■ Exercise goal ■
Find each line in the material below that contains the string "wheel" and copy those lines out, treating uppercase and lowercase as different.

■ Records for this task ■
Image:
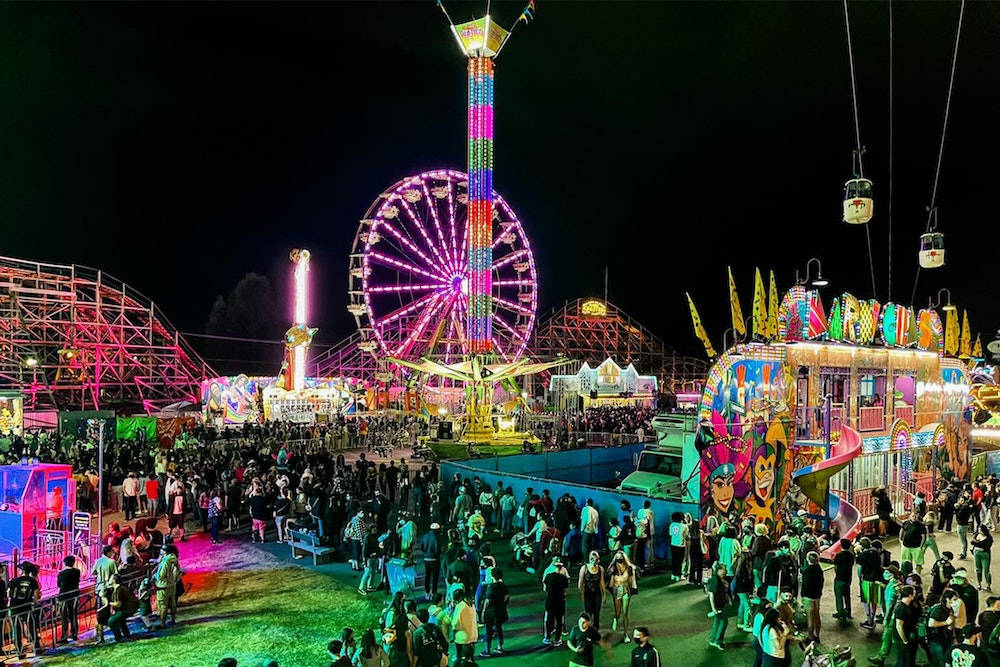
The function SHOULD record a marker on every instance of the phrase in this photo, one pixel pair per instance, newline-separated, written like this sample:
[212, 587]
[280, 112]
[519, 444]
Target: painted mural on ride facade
[773, 406]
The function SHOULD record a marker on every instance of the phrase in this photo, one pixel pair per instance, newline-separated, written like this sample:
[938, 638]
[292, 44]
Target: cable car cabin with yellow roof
[772, 411]
[858, 203]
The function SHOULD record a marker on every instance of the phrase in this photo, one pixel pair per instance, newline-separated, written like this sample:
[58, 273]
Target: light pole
[819, 280]
[100, 479]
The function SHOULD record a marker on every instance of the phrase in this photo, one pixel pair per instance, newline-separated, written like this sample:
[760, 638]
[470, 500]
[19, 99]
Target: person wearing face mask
[592, 588]
[940, 627]
[968, 653]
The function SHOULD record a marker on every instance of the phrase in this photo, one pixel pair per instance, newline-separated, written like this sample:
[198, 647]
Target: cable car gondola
[858, 203]
[931, 250]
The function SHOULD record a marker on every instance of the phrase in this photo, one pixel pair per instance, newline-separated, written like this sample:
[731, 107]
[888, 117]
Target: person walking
[905, 616]
[644, 654]
[774, 635]
[678, 545]
[963, 515]
[590, 525]
[429, 643]
[843, 577]
[581, 642]
[982, 547]
[465, 628]
[913, 537]
[494, 614]
[123, 604]
[645, 533]
[592, 588]
[622, 581]
[214, 514]
[717, 590]
[554, 583]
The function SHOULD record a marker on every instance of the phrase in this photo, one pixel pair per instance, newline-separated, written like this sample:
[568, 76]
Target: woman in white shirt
[773, 637]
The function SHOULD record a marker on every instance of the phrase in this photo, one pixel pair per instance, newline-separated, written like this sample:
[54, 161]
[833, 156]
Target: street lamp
[947, 307]
[819, 280]
[725, 347]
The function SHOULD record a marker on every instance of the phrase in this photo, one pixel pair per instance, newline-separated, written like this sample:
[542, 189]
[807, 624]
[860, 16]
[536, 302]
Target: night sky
[178, 146]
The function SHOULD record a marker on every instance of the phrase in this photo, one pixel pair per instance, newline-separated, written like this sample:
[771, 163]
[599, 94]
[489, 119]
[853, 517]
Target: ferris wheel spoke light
[507, 259]
[423, 232]
[432, 207]
[408, 288]
[406, 310]
[403, 265]
[396, 234]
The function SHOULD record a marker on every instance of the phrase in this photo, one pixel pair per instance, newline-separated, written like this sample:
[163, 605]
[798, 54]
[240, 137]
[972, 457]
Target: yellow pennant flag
[951, 332]
[699, 329]
[739, 326]
[772, 309]
[759, 307]
[965, 342]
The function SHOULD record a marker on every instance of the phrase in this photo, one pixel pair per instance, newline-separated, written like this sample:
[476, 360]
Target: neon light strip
[380, 222]
[301, 288]
[480, 208]
[432, 205]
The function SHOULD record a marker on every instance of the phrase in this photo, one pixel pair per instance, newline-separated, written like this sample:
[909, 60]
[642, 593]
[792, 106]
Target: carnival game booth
[607, 384]
[775, 413]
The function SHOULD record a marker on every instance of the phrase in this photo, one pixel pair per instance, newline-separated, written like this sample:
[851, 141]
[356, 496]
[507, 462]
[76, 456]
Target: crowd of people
[919, 598]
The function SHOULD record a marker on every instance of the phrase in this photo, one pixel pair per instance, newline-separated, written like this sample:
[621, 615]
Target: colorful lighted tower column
[299, 335]
[480, 40]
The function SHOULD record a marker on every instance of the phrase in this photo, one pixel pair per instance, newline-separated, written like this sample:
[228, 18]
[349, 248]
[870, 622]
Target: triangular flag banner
[699, 330]
[951, 332]
[836, 321]
[965, 342]
[759, 307]
[772, 309]
[739, 325]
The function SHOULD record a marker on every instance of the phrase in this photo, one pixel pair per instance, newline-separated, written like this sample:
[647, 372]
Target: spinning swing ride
[442, 276]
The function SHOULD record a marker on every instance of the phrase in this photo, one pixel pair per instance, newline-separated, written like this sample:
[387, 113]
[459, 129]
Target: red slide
[814, 480]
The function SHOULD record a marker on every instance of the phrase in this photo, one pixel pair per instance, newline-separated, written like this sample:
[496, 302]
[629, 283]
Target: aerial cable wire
[857, 133]
[932, 208]
[891, 135]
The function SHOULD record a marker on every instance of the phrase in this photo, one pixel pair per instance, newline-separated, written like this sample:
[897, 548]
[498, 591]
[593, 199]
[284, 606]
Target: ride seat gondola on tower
[931, 250]
[858, 203]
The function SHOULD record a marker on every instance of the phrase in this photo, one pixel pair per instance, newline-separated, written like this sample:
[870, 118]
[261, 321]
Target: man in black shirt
[870, 562]
[905, 615]
[989, 619]
[968, 653]
[963, 514]
[913, 535]
[555, 583]
[582, 638]
[941, 572]
[644, 654]
[843, 566]
[68, 580]
[25, 593]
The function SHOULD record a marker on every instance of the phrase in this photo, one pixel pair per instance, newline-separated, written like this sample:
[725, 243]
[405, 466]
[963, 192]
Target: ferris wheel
[409, 269]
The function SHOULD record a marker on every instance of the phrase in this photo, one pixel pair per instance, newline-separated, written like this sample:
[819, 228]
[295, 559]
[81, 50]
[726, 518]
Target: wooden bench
[303, 543]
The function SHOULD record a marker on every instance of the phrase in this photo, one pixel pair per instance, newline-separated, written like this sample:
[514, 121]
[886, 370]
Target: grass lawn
[460, 451]
[276, 612]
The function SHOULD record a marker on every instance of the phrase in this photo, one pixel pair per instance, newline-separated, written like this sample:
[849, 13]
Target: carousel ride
[442, 281]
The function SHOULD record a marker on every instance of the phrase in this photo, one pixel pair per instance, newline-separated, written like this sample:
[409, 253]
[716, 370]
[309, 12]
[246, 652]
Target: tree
[249, 311]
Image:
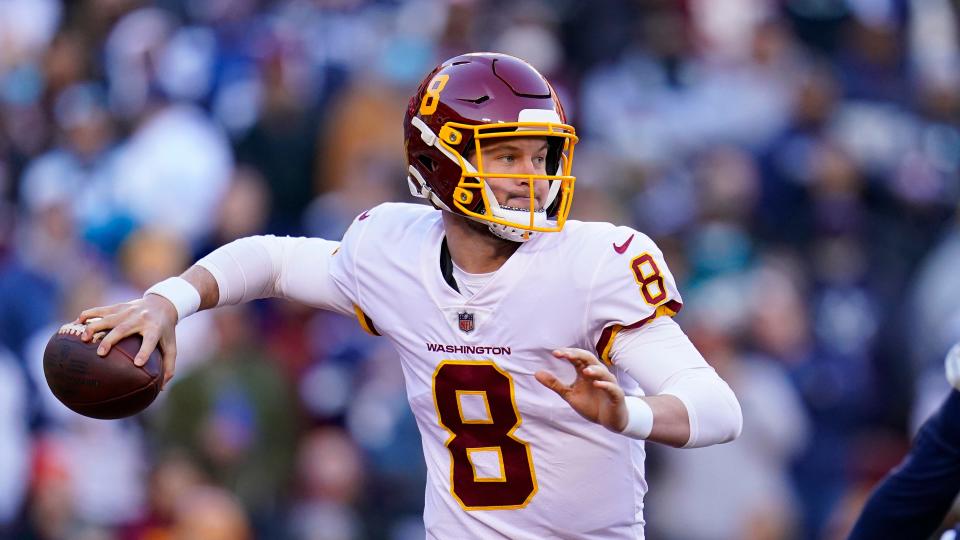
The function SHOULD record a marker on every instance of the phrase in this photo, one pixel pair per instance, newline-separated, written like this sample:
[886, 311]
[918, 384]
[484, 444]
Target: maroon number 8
[517, 482]
[649, 278]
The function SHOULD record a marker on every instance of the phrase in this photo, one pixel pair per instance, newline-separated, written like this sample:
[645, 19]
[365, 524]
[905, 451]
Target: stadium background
[797, 160]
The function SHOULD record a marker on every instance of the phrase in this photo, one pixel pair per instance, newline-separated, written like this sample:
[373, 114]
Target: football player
[538, 353]
[914, 498]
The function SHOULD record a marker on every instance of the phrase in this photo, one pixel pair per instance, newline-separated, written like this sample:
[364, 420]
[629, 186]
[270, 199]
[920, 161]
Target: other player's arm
[917, 494]
[243, 270]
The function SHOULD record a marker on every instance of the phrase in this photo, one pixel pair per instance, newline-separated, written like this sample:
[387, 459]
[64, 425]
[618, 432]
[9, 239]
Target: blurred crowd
[797, 160]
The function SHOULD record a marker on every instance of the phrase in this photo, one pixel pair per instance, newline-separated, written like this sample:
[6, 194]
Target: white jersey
[507, 457]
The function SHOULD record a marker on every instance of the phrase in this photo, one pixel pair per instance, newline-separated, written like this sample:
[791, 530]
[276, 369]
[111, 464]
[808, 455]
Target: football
[104, 387]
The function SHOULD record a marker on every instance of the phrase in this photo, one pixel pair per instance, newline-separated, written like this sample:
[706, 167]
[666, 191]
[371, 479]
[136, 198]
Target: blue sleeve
[913, 499]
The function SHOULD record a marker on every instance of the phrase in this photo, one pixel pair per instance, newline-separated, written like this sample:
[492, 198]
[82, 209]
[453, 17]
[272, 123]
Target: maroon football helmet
[480, 96]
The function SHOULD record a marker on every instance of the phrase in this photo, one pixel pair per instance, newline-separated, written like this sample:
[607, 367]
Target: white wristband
[180, 293]
[952, 364]
[639, 418]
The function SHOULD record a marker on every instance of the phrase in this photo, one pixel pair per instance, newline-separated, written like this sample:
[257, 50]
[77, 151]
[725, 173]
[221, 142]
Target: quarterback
[538, 353]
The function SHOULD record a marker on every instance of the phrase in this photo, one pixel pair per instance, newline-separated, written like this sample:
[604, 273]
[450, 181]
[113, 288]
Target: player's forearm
[256, 267]
[671, 424]
[667, 365]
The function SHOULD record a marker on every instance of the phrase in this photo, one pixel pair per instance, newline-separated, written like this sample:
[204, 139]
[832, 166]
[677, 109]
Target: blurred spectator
[743, 489]
[80, 174]
[212, 514]
[331, 481]
[235, 416]
[14, 441]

■ Reply to the exercise ■
Target: ferris wheel spoke light
Target: ferris wheel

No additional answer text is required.